Object location annotation data
_ _ _ _

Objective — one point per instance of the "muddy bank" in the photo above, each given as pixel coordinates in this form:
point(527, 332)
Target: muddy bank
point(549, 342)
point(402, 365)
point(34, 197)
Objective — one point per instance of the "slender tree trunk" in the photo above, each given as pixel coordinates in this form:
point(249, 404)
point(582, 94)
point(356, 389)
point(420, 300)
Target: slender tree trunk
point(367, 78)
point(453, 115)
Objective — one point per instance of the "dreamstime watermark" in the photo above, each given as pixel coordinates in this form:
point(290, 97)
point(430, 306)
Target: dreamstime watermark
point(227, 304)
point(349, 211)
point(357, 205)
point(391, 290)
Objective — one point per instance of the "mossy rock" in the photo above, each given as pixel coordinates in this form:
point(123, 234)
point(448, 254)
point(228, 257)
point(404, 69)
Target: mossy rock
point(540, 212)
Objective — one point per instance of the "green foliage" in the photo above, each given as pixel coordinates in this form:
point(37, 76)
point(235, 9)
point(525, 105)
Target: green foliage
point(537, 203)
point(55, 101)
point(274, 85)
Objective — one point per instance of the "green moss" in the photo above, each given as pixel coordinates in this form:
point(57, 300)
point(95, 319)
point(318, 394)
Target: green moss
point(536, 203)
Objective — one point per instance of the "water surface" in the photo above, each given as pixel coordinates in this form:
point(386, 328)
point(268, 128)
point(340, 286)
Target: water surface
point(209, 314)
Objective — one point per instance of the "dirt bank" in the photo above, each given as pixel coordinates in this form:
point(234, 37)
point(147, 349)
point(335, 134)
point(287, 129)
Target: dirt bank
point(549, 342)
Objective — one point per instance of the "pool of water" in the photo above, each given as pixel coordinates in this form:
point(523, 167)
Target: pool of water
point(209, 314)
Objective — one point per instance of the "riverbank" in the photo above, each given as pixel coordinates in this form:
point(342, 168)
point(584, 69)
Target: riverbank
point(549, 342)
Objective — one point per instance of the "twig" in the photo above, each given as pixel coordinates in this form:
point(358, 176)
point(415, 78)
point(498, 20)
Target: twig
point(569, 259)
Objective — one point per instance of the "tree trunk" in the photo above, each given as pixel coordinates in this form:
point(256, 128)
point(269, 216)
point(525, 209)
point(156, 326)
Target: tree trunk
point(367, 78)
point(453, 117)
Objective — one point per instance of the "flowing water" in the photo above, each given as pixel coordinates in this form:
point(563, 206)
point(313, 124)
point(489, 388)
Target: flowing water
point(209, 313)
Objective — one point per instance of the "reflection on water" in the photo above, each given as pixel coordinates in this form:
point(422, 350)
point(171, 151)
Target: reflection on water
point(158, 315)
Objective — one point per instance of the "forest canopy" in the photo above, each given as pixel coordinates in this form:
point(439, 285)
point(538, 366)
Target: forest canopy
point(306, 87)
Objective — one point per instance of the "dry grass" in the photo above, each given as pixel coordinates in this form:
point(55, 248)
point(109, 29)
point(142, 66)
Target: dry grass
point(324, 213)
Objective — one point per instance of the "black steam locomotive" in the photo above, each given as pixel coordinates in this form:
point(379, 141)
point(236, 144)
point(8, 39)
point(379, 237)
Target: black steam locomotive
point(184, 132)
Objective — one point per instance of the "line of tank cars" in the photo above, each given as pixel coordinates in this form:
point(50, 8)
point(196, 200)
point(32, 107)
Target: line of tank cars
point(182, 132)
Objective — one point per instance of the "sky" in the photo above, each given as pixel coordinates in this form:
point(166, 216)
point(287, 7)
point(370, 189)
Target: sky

_ _ _ _

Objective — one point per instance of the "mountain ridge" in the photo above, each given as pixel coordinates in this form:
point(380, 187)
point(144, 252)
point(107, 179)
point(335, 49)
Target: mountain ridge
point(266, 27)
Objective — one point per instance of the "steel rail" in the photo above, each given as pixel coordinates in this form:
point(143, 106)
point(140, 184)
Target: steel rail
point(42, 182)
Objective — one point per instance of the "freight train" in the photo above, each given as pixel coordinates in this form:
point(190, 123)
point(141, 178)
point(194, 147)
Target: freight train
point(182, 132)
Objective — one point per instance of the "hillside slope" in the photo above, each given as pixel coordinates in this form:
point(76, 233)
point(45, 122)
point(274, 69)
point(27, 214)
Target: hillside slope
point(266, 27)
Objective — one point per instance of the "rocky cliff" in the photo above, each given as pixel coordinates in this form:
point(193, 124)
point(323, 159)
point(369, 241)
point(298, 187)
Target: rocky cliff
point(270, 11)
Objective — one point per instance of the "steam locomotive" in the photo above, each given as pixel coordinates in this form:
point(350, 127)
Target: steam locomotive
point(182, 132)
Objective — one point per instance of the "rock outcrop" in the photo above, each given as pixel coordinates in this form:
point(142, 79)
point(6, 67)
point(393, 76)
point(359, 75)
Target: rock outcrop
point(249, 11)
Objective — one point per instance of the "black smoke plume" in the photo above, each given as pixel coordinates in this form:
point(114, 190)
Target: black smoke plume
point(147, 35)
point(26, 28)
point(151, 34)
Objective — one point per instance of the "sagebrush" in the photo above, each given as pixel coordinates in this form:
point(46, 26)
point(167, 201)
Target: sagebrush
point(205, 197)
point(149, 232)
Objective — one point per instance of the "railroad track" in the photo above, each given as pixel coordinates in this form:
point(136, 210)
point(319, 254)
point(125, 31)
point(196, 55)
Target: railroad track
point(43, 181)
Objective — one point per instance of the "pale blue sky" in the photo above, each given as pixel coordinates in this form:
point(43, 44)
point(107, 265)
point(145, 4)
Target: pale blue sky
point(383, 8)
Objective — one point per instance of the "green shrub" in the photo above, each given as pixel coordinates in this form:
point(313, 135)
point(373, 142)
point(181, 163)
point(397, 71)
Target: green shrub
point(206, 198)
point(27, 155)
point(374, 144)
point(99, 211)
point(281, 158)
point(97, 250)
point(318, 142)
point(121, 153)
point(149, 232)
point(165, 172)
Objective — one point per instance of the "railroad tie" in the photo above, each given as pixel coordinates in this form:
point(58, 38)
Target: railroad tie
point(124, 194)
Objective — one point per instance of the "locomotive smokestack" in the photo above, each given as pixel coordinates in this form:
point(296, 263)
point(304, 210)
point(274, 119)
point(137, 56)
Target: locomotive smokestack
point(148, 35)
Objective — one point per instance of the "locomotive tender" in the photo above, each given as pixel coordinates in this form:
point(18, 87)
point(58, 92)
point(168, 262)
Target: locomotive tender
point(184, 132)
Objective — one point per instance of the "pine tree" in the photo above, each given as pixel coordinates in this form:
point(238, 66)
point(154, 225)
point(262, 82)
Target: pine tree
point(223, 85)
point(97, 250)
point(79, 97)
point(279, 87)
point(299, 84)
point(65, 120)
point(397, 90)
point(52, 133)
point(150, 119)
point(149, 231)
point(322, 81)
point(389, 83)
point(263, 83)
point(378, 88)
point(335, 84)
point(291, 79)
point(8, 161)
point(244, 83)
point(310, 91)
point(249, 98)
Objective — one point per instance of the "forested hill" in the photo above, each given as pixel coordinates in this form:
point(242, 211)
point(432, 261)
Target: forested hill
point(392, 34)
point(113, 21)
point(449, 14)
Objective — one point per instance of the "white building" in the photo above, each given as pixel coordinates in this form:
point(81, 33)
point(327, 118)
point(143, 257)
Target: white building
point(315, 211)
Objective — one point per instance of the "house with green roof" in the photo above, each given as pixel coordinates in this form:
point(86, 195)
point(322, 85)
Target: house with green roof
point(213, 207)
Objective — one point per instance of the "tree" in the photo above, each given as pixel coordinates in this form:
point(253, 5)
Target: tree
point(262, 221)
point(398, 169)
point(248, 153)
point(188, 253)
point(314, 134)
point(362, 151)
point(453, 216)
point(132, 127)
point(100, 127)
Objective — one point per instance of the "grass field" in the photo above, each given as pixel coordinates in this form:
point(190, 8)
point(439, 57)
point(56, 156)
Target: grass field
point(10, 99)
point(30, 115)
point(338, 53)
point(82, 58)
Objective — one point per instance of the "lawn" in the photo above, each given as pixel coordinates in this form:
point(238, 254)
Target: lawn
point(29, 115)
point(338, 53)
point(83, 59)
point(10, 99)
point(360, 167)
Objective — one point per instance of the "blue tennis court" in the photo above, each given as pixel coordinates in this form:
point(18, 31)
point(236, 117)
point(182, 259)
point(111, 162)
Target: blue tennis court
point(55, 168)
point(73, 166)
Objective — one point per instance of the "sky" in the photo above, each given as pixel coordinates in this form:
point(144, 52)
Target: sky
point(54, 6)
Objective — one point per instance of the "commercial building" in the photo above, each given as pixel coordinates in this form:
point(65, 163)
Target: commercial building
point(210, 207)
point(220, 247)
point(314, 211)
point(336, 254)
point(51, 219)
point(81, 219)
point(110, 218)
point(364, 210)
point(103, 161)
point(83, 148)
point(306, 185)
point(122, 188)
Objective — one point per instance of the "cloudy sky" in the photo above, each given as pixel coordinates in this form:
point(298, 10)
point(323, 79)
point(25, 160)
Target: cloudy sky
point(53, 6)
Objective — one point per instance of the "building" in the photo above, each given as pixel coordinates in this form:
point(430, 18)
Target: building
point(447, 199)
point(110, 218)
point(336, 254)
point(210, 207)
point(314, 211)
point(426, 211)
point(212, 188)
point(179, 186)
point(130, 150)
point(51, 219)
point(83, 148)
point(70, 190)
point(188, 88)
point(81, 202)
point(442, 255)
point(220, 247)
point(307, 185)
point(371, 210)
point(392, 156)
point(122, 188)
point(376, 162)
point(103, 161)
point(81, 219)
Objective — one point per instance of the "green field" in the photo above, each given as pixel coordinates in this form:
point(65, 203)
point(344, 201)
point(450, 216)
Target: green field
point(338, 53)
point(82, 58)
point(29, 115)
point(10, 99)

_ _ _ _

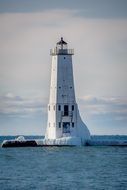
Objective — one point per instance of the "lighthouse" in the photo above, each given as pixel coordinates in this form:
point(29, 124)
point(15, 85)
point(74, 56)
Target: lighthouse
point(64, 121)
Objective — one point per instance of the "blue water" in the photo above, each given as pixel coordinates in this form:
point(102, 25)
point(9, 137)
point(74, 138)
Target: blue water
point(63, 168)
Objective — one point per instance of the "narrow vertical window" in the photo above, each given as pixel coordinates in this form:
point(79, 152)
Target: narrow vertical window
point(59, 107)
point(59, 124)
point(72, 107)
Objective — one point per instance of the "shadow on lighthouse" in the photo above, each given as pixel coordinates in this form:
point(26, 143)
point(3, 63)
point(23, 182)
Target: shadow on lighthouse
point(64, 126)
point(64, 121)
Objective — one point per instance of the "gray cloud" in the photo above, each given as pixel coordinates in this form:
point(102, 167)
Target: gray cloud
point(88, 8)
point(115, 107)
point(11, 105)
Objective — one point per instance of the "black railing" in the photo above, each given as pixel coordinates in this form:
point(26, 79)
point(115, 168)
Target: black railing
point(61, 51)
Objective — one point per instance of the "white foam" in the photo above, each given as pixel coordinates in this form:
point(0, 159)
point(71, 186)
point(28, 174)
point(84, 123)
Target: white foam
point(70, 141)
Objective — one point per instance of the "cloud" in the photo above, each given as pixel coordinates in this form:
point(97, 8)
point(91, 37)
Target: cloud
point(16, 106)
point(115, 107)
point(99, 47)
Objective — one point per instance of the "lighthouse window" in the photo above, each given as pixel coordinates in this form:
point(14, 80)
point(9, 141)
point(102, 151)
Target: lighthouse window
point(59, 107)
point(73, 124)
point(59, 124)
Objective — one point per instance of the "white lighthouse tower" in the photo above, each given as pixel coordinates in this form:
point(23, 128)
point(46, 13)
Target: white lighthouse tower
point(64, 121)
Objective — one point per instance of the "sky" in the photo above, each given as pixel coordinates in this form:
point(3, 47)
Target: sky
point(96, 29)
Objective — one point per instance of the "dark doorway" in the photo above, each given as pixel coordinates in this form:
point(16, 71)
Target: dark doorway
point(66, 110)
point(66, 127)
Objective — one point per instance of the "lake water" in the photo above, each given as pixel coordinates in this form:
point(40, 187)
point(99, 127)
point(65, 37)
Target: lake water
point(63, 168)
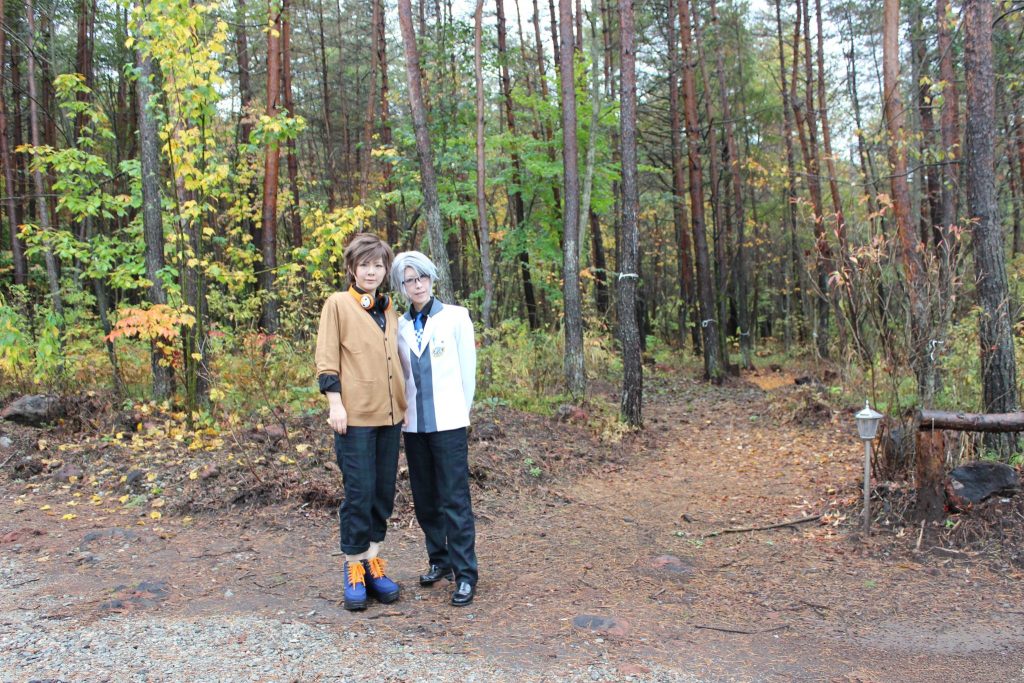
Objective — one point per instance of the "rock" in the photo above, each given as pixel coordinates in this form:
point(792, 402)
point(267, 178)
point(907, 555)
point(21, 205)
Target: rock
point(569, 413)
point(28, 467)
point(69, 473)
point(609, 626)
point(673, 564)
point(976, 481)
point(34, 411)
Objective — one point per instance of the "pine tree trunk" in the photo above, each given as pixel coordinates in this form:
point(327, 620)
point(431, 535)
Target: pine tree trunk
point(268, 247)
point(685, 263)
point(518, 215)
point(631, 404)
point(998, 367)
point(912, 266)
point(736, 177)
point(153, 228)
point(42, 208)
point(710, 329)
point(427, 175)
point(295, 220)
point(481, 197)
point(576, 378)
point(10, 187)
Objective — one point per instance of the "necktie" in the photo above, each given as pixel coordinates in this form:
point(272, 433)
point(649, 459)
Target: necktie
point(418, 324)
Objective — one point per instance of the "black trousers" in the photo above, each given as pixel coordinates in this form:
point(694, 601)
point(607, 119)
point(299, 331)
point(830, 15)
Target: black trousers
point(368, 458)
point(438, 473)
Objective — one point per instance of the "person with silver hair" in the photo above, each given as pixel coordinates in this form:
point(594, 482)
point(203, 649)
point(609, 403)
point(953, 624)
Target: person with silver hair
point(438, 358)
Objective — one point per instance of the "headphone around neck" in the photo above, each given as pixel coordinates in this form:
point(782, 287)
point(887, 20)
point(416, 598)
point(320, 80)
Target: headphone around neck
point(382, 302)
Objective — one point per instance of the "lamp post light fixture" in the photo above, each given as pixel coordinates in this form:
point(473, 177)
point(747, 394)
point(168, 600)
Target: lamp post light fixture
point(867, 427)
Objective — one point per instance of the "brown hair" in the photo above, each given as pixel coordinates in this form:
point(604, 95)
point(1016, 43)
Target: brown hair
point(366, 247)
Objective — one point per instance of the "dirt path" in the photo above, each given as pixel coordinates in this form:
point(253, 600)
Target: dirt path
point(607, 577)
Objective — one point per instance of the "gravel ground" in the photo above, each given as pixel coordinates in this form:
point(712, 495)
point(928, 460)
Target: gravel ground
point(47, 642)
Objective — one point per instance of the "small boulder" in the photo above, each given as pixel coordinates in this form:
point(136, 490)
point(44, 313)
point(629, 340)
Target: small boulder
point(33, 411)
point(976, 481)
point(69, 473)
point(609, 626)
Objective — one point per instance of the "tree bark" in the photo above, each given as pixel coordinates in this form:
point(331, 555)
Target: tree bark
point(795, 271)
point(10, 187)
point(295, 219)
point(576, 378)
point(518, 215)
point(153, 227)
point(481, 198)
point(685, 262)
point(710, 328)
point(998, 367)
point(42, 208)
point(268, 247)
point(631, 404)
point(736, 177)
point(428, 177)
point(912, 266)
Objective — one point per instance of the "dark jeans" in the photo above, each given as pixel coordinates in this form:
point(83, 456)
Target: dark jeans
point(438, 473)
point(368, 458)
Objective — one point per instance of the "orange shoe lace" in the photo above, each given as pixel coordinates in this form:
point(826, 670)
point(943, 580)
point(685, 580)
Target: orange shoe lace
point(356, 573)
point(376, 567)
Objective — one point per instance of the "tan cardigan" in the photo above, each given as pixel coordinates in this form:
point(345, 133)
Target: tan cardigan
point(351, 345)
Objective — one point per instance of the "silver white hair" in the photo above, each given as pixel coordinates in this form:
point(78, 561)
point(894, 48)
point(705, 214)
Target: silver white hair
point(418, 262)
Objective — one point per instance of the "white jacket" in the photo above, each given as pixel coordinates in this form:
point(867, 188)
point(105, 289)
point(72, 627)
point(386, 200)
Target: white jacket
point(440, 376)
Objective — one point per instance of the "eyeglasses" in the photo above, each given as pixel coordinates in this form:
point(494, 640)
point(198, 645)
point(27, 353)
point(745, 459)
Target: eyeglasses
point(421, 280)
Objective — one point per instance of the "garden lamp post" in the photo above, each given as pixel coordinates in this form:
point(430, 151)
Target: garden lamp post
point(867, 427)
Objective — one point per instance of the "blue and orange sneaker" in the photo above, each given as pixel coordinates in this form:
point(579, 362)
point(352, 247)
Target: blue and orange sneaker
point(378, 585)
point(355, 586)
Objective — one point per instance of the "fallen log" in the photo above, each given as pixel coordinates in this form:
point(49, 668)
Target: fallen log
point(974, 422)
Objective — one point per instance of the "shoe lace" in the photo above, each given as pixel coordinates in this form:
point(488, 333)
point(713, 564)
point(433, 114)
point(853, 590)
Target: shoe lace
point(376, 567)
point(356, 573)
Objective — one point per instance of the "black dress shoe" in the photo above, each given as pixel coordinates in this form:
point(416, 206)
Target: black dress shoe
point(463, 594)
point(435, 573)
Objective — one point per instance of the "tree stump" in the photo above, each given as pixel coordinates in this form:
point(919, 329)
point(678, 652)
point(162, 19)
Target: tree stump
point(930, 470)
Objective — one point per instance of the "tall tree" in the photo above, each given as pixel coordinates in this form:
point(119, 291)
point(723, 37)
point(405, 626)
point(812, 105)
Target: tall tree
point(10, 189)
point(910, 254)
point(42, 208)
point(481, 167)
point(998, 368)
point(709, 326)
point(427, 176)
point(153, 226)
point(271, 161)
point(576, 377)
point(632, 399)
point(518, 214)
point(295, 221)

_ _ _ _

**TASK TO CARRY OUT**
Please return every line of the data above that contains the string "stump".

**WORKED ANSWER**
Objective — one point per instance of the "tree stump" in the photo above, each given as pixel coordinates in this form:
Target: tree stump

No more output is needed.